### OBJETIVO DO EXERCÍCIO
Prossiga o texto sobre o julgamento, apresentado abaixo, a partir do ponto em que termina.

### TEXTO PARA LEITURA
Ofendidos em silêncio e com contradições
Em tribunal, a acusação sofreu um forte revés com a não colaboração dos alegados ofendidos. A avó recusou-se a testemunhar por não querer incriminar os filhos. Também os dois menores, alegadamente, alvo de rapto, optaram por não falar. Já o outro ofendido explicou que apenas identificou alguns dos suspeitos porque a avó dos meninos assim o indicou.
Hélder admitiu que se envolveu fisicamente com os dois filhos da companheira, Patrícia, mas que foi ele a dar o primeiro murro. E que o telemóvel que se queixava de ter sido roubado afinal tinha caído no sofá. As contradições mereceram-lhe a extração de uma certidão e a promessa de um processo por falsas declarações.
Sem provas de quase todos os crimes
Esta manhã, o procurador do Ministério Público admitiu que não fora feita prova do sequestro, do roubo, da ameaça e que o ofendido desistira do crime de dano. Restava o crime de posse de arma proibida – uma munição –, pelo que o arguido Nuno deveria ser alvo apenas com uma pena de multa, e as agressões à avó.
“Sobra o que é a violência exercida sobre a ofendida, na modalidade particularmente cruel e acintosa do corte de cabelo. Aconteceu de facto um ato censurável e particularmente indecoroso dos filhos atacarem a mãe e não contentes com isso amplificaram a ação, propagando-a com um vídeo. Podia ser retratado como um crime de honra (…), mas depois ninguém admite que o fez”, afirmou o procurador.
“Sabemos que Domingos e Luciano lá estiveram e há o vídeo”, resumiu o procurador pedindo uma pena de prisão efetiva para os dois, mas sem exceder um ano, que “infelizmente é mais do que o tempo que já estão presos”.
"Vídeo não é de um crime. É do relato de um crime"

Entradas de indicação de objetos etiquetados

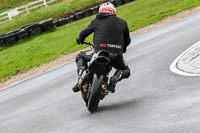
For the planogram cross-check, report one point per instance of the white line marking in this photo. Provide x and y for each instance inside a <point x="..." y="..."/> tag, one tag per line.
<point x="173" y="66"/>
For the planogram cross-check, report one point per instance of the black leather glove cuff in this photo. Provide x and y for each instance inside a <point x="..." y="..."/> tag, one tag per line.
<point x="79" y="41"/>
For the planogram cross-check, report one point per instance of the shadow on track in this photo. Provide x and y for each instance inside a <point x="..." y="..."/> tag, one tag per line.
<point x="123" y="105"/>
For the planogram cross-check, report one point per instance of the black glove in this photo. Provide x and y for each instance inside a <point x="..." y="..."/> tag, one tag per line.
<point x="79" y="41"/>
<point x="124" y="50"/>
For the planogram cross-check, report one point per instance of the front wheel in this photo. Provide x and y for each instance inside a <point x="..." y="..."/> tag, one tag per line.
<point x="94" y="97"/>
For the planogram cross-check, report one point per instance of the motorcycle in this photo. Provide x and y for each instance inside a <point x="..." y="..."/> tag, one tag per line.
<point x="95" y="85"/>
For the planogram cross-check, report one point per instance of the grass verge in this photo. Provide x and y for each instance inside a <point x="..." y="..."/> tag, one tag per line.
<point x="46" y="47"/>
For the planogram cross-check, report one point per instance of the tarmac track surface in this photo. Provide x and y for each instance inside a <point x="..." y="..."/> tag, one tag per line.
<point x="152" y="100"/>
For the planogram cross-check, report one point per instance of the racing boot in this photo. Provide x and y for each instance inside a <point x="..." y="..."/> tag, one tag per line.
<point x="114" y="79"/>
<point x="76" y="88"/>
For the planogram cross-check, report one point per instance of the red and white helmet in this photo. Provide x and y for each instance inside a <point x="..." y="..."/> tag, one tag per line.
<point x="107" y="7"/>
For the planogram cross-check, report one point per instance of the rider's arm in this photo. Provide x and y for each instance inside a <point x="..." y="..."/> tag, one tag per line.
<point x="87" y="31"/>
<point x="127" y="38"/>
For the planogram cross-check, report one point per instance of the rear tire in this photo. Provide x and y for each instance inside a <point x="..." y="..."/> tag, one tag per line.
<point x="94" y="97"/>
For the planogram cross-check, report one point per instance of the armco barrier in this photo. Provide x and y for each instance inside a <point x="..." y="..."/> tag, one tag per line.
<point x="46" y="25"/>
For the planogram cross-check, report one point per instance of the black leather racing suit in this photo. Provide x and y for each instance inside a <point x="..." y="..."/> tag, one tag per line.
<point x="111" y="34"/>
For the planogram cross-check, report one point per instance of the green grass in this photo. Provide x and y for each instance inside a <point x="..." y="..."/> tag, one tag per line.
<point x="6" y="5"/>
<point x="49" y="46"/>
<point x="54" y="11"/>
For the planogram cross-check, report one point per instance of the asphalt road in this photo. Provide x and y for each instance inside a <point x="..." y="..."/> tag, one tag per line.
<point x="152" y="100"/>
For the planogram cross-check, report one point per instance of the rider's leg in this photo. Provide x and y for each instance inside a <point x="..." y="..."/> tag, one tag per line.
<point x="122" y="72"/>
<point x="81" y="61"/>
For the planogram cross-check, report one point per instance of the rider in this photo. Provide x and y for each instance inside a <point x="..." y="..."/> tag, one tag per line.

...

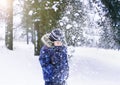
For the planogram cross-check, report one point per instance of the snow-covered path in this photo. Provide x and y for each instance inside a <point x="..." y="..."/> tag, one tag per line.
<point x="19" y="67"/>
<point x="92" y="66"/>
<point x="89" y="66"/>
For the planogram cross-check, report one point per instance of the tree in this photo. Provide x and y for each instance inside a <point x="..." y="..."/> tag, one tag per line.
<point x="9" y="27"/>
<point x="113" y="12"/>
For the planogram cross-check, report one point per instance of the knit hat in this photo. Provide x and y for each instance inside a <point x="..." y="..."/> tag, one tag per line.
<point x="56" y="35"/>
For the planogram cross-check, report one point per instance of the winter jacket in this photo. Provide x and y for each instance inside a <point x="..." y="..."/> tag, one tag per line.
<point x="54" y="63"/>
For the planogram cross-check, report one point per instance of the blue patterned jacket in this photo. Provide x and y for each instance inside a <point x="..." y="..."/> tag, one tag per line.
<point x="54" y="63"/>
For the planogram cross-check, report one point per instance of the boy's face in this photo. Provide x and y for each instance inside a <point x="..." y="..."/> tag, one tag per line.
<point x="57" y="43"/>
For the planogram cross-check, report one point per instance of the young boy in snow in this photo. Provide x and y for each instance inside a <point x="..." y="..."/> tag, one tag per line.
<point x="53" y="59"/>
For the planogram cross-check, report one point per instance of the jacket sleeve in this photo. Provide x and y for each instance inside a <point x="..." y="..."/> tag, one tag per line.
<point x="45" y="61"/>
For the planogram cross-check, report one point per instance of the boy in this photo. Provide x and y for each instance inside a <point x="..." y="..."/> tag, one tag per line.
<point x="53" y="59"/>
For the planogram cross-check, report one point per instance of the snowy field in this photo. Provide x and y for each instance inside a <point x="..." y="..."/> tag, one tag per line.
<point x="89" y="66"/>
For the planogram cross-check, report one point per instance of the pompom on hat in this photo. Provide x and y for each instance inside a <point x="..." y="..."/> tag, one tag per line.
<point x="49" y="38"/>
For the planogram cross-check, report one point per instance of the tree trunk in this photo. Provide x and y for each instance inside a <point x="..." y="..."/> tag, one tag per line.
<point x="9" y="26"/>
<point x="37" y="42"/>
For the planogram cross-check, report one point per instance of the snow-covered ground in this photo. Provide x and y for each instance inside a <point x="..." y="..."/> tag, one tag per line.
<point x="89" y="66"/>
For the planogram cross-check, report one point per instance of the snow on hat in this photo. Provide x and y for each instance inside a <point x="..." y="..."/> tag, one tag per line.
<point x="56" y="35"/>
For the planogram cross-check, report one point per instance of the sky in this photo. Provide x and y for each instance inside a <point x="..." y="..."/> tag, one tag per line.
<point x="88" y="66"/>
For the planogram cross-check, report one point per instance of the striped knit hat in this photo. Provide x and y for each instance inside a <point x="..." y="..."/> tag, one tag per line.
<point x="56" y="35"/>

### A RESPOSTA
O advogado de Luciano e Domingos recorreu ao famoso quadro do pintor surrealista Magritte e frisou que um desenho de um cachimbo não é um cachimbo. “Nem tudo o que parece é. O vídeo que temos no processo não é de um crime. É um vídeo onde se relatam factos que alegadamente podiam ser um crime”, sustentou Aníbal Pinto.
O advogado afirmou que a avó dos meninos tinha todo o direito de ter saído de casa e iniciar uma nova relação "prematura e de Facebook", mas não tinha o direito de levar os netos, que tinham sido confiados aos dois avós, para uma residência onde não se sabia se tinha condições. Lembrando um vídeo anterior onde os irmãos apelavam à devolução “a bem” dos meninos, Aníbal Pinto defendeu a existência de um “estado de necessidade absolutamente gritante” que excluirá qualquer responsabilidade penal.
Voltando ao quadro de Magritte, o advogado reiterou que o tribunal desconhece o que se passou no interior da casa. “Há um vídeo nojento, desnecessário e censurável, mas onde nunca se diz que agrediram a mãe e lhe cortaram o cabelo”, descreveu. “Se fossem condenados a um ano, ainda tinham lucro porque já estão detidos há mais de um ano por causa de um vídeo de fanfarronice que todos desprezamos”, concluiu Aníbal Pinto, pedindo a revogação da prisão preventiva, uma vez que já não haverá perigo de perturbação de inquérito, nem de fuga.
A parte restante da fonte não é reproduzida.